RECORDS FOR THIS EXERCISE start

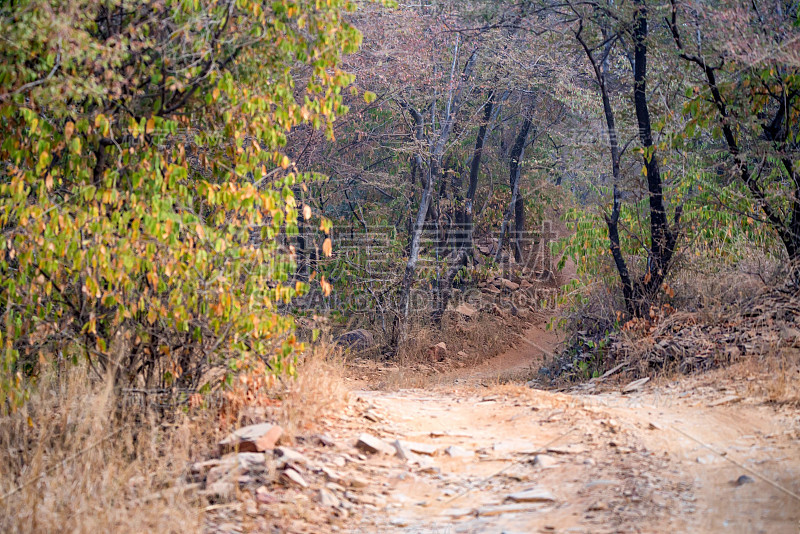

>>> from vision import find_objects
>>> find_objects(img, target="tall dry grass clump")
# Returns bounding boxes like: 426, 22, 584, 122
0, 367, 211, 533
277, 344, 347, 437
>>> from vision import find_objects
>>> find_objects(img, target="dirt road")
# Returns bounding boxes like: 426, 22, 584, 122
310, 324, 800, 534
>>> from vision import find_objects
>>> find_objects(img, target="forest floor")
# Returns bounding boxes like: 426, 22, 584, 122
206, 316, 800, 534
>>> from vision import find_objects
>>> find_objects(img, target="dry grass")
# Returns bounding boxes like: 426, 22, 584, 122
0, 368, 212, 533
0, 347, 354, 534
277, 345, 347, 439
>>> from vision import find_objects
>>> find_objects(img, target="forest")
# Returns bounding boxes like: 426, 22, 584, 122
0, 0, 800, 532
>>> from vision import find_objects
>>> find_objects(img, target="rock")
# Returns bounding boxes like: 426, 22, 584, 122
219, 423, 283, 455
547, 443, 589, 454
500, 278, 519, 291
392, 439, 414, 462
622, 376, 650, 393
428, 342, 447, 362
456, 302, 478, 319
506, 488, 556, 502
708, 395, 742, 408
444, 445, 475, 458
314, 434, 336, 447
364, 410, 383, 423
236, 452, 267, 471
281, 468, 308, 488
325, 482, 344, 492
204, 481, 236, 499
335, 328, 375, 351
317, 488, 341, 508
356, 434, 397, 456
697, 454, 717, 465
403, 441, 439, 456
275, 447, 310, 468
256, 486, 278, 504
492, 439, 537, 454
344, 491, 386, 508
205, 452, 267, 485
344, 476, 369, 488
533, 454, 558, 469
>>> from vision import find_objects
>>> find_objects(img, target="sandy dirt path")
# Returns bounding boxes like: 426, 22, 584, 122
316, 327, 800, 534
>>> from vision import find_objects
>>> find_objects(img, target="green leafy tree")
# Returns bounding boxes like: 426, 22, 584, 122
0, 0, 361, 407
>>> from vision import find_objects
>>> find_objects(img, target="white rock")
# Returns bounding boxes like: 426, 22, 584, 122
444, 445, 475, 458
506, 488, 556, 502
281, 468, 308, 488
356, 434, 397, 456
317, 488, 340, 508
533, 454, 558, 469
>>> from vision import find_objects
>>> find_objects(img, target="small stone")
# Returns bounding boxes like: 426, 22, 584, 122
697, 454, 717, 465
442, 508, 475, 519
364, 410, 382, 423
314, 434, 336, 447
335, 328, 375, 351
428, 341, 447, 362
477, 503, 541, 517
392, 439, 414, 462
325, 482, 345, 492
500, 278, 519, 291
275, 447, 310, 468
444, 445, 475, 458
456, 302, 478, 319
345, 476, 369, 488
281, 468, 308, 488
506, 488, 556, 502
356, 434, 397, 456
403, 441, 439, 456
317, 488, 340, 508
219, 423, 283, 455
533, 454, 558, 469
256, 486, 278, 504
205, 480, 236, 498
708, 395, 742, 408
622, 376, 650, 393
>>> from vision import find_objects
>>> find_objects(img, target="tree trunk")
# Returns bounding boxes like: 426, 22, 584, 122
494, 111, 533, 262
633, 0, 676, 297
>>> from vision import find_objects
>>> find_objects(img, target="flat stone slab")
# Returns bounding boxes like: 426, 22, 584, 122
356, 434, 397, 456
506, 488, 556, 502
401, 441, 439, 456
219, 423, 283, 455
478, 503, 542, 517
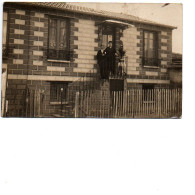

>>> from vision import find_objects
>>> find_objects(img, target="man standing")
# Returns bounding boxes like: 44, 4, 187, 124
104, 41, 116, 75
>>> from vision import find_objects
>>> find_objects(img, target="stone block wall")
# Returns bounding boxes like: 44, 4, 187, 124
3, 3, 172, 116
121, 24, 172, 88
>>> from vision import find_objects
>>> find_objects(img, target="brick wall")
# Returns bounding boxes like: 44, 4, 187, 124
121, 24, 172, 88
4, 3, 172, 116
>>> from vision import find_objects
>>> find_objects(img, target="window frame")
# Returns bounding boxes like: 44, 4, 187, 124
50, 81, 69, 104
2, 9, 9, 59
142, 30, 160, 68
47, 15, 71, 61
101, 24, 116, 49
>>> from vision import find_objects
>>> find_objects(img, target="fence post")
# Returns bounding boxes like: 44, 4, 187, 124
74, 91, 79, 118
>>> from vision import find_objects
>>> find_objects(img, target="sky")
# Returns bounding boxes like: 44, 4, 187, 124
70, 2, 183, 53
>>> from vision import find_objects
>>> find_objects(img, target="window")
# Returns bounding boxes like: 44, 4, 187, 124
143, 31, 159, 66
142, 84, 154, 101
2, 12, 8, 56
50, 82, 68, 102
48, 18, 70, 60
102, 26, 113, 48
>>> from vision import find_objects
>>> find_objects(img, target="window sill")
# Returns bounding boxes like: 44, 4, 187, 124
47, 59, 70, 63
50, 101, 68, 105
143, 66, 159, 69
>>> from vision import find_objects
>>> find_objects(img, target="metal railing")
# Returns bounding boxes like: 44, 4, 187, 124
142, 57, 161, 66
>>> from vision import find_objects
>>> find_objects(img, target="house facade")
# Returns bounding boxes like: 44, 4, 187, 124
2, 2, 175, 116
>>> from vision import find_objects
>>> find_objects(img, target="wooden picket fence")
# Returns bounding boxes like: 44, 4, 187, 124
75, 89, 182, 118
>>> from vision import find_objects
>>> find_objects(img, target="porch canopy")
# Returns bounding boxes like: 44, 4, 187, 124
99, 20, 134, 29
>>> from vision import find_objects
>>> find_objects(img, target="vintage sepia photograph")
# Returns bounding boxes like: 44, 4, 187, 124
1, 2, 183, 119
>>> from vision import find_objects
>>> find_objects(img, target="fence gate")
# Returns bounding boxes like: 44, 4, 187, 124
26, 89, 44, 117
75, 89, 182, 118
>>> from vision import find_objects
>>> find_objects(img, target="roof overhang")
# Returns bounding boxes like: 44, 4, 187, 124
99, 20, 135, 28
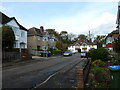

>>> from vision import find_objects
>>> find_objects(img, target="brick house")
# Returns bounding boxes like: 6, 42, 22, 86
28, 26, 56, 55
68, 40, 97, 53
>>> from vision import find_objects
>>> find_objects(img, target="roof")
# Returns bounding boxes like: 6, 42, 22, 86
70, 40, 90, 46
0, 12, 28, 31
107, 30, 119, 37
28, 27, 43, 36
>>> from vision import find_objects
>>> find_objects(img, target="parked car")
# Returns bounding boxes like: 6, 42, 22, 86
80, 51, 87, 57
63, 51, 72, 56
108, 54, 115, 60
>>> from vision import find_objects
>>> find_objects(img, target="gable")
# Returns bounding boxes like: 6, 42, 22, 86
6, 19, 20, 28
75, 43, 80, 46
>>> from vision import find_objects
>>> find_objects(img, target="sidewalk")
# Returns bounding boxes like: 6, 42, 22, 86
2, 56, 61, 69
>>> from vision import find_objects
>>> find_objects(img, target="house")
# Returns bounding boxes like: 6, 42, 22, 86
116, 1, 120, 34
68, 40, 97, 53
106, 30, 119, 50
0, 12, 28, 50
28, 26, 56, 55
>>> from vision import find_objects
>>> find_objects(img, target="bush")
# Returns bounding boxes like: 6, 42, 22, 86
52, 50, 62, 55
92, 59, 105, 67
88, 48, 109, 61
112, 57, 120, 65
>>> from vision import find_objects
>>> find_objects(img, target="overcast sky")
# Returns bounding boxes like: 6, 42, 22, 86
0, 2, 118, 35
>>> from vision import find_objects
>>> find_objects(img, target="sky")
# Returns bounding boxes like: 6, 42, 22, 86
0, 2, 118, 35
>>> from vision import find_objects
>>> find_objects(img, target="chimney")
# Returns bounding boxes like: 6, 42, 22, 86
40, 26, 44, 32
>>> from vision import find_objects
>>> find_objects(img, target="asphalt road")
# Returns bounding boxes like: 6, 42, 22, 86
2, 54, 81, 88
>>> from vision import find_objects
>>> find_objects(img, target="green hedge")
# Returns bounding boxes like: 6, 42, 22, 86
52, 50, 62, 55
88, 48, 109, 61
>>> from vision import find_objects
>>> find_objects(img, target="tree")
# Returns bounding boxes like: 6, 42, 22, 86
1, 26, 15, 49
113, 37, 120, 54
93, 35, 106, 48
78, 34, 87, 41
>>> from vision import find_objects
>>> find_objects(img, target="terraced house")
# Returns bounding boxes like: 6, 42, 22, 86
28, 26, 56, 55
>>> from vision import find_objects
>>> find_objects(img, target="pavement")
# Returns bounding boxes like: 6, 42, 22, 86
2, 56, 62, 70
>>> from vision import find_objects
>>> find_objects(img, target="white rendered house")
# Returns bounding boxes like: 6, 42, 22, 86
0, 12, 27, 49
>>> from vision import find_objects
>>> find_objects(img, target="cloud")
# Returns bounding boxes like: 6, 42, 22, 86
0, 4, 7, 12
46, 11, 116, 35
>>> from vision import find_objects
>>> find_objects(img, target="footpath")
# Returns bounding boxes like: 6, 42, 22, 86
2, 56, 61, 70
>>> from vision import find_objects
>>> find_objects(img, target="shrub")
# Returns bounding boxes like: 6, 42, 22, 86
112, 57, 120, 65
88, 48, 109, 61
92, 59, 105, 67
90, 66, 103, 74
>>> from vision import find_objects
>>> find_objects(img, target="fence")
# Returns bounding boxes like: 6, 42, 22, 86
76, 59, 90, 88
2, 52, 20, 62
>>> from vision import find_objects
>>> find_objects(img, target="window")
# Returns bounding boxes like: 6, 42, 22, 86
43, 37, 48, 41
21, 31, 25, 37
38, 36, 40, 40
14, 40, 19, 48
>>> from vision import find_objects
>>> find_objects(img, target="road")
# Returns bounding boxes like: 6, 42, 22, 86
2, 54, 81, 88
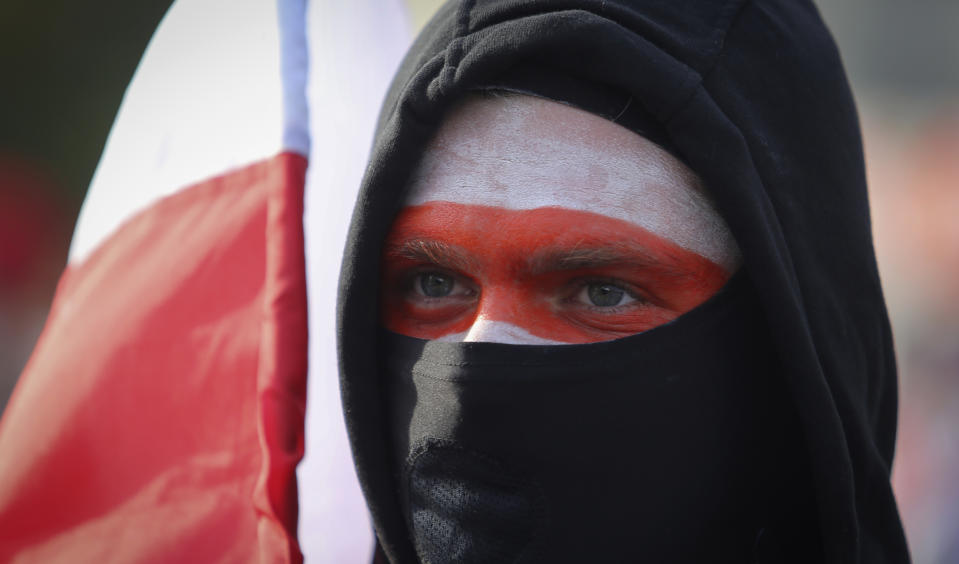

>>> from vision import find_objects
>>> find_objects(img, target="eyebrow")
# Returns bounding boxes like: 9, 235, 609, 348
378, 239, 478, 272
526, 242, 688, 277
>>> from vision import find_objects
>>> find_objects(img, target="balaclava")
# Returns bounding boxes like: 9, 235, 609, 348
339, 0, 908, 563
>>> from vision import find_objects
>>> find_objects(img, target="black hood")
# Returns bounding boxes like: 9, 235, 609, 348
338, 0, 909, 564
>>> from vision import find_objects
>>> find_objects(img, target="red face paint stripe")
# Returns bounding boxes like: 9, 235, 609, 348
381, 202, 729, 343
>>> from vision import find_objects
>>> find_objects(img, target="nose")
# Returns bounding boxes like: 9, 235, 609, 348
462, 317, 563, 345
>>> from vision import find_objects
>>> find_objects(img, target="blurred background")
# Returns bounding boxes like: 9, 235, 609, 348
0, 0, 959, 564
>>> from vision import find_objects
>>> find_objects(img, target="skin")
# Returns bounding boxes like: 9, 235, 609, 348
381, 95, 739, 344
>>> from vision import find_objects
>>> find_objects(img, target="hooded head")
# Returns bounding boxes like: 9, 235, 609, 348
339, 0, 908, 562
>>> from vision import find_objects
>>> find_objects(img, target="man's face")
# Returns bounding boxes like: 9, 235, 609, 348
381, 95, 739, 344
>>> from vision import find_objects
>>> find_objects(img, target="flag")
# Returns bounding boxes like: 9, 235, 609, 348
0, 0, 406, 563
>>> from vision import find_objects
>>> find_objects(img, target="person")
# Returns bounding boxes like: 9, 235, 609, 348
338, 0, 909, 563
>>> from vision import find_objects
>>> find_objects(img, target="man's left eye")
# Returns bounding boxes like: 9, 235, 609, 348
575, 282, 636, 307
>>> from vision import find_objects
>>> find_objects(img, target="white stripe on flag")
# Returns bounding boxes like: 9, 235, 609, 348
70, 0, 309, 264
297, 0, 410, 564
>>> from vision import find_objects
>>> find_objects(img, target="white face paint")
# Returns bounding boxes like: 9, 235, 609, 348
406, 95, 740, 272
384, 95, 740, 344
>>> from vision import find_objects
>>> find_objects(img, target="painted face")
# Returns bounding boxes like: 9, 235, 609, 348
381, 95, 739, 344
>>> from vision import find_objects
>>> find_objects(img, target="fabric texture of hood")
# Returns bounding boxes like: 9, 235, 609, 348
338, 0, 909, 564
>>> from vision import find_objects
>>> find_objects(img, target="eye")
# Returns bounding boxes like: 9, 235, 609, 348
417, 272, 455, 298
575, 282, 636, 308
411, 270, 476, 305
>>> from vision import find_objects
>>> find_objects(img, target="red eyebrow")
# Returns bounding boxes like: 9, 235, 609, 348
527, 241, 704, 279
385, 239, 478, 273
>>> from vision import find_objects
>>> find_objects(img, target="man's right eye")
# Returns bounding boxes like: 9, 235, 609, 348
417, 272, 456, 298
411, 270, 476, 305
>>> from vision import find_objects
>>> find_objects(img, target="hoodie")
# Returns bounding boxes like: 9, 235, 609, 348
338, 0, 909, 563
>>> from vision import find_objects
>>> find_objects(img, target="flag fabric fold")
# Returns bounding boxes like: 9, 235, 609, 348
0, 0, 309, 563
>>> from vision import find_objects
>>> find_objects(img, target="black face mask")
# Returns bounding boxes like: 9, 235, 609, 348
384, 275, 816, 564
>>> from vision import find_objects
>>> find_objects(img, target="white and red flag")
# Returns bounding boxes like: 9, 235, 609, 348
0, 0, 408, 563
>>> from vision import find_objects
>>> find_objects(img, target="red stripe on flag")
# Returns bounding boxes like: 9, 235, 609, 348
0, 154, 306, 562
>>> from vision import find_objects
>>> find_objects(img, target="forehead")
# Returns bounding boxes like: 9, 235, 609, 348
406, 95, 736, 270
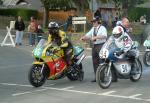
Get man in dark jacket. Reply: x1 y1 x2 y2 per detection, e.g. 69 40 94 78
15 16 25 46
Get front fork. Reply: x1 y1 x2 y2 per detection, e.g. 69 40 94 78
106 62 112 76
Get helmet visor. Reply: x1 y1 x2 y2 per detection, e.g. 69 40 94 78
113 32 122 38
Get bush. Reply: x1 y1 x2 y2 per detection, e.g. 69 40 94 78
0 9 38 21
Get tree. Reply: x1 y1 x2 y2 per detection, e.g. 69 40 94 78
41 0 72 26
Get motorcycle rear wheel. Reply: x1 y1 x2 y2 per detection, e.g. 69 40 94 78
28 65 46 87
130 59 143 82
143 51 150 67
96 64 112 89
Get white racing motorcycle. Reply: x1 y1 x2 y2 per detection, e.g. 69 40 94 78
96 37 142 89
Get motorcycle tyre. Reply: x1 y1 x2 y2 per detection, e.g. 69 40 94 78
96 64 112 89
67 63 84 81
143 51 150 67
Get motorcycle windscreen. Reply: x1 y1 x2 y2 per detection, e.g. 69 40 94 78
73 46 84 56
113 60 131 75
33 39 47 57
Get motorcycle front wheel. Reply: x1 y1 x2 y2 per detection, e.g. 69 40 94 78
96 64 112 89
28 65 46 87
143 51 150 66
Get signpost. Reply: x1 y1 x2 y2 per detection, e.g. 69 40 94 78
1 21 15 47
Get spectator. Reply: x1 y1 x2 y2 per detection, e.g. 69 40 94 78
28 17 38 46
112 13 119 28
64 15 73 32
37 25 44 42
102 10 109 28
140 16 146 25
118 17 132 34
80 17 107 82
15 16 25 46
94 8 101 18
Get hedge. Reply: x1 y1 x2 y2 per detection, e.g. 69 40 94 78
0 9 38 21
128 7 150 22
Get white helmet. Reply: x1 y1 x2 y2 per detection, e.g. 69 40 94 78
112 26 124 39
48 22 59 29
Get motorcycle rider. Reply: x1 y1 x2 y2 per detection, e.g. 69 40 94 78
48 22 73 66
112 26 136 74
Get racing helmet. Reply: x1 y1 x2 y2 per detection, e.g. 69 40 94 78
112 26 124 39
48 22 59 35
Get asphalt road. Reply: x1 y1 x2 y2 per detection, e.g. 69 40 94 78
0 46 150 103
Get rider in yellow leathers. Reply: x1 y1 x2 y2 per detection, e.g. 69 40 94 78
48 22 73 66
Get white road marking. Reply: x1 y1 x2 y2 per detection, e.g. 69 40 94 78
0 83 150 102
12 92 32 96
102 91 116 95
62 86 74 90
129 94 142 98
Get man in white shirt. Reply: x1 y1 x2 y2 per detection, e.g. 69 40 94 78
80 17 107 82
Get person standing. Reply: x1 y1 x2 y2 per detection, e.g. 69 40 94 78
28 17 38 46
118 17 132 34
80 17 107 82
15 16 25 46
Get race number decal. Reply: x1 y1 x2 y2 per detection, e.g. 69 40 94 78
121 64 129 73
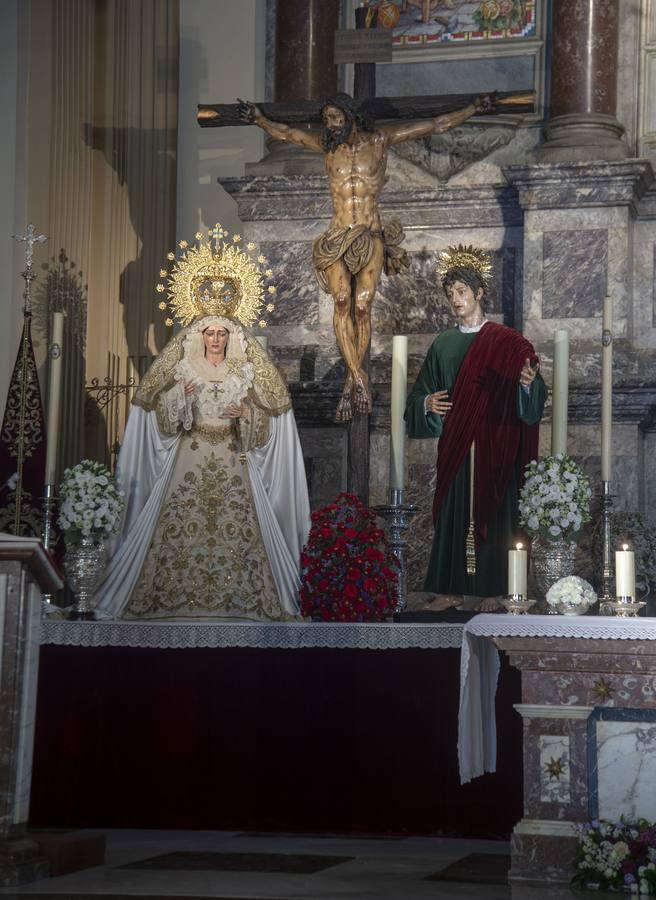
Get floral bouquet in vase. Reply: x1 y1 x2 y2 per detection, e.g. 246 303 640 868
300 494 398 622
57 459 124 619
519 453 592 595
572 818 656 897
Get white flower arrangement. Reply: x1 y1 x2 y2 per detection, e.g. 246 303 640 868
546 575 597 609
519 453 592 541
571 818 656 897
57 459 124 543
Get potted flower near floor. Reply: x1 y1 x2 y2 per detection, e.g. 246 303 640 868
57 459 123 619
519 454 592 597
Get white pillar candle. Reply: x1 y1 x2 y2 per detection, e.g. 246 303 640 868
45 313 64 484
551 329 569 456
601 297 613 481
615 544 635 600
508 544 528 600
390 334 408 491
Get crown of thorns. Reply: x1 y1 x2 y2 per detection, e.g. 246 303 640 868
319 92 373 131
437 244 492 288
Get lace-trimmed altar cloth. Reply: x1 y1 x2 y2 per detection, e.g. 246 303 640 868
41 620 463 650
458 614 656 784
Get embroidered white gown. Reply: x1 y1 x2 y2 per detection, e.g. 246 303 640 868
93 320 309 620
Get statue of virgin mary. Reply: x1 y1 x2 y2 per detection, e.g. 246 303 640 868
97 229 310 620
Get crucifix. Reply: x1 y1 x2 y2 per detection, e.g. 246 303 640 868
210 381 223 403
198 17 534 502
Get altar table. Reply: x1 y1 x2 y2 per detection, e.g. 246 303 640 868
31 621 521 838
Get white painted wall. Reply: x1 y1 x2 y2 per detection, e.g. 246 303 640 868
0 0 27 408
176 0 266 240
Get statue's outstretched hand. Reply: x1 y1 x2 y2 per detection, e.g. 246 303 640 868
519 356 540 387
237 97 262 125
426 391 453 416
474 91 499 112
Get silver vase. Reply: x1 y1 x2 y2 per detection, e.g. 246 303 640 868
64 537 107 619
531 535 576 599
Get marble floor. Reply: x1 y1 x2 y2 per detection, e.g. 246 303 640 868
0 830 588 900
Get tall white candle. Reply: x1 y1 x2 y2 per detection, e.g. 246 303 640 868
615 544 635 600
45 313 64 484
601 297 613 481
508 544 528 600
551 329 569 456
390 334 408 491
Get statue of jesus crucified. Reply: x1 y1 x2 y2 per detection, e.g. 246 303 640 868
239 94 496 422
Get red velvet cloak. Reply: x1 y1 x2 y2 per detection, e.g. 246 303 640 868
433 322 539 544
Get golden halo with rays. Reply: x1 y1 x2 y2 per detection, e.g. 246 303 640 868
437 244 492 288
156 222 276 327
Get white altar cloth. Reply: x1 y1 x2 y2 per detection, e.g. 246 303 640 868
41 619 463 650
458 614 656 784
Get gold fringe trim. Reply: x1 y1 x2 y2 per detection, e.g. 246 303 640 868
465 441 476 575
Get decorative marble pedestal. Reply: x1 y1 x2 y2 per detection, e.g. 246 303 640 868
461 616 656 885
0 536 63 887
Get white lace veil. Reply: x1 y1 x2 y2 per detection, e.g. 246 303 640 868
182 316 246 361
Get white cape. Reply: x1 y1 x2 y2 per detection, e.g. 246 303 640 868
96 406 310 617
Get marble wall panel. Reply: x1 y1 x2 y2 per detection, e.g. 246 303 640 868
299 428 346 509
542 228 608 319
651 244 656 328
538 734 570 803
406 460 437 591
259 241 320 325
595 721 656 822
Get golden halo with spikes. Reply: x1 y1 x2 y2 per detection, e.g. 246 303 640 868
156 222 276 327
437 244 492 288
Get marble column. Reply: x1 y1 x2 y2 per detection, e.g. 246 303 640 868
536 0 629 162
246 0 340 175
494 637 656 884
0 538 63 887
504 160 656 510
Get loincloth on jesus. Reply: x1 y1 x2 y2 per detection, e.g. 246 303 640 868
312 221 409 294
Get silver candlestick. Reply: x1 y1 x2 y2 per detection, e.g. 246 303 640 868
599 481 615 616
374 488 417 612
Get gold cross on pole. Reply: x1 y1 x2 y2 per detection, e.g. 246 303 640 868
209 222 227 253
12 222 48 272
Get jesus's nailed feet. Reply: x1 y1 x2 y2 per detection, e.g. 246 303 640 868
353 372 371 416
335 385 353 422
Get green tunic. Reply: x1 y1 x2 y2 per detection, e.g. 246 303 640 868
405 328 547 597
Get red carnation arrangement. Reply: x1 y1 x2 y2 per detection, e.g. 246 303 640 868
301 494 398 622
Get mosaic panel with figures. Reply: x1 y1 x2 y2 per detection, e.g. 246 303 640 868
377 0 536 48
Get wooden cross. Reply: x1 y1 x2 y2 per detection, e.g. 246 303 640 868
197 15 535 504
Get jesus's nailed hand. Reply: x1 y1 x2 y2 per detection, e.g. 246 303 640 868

RECORDS FOR THIS EXERCISE end

Scale the data between the lines holding "Get race number" and "0 830 588 900", inclusive. Repeat the requests unchanged, but multiply every box coordinate in the answers by 2.3, round each to a whole number with halves going up, and leave out the pictures.

COMPLETE OUTPUT –
Get race number decal. Reply: x1 y1 x2 y2 per detection, e.g. 69 40 94 78
278 147 297 168
Get floral bouquet in vase. Reply: x1 y1 x2 y2 per detection, e.g. 246 303 640 868
690 1136 915 1431
131 1056 285 1424
1194 1042 1362 1369
1316 1881 1509 2063
Get white flower arrangement. Reply: x1 y1 x2 y2 per detection, e.g. 246 303 640 868
1256 1323 1373 1401
1194 1042 1362 1244
1313 1881 1509 2063
131 1056 285 1249
Get potted flower near floor. Reply: x1 y1 x2 y2 per detection, e.g. 246 303 640 868
131 1056 283 1424
1194 1044 1362 1373
Get white pillar candle. Reply: x1 y1 x2 y2 per detection, e.g. 246 303 640 868
104 720 147 1113
1267 757 1309 1049
1382 683 1410 1106
1415 1251 1461 1380
1168 1251 1214 1380
897 768 938 1129
Get crown of thorns. Reply: x1 y1 x2 y2 per detection, e.g. 246 303 640 868
734 212 858 301
1005 561 1132 662
Get lace-trimmed altar cloth. Reply: x1 y1 x2 y2 per detection, e.g. 246 303 640 868
94 1426 1065 1495
1053 1412 1509 1803
Get embroidered white gown. Reply: x1 y1 x2 y2 per detection, e.g. 246 303 640 868
214 736 711 1426
Get statue of virgin mary. Reply: x1 y1 x2 y2 per detection, e.g. 246 303 640 868
223 527 713 1426
Get crucifix. Reply: x1 y1 x2 y2 per detection, e.g. 246 303 640 868
483 876 513 927
455 39 1228 1155
Get altar table. Reply: x1 y1 x2 y2 per detection, e.g. 246 303 640 868
71 1428 1198 1927
Get white painted wall. Reply: x1 y1 x2 y2 per detection, e.g. 246 303 640 868
0 0 62 938
405 0 612 552
Get statue's outstretched hand. Reply: x1 y1 x2 y2 per detection, e.g. 246 303 640 868
1194 819 1242 890
545 223 603 288
980 899 1042 957
1090 209 1148 258
Get silver vase. Reply: x1 y1 x2 y2 per detection, e.g. 246 303 640 868
147 1235 246 1424
1221 1231 1325 1378
Get marble floor. Reply: x1 y1 x2 y2 per detection, e.g. 246 303 640 868
0 1909 1352 2070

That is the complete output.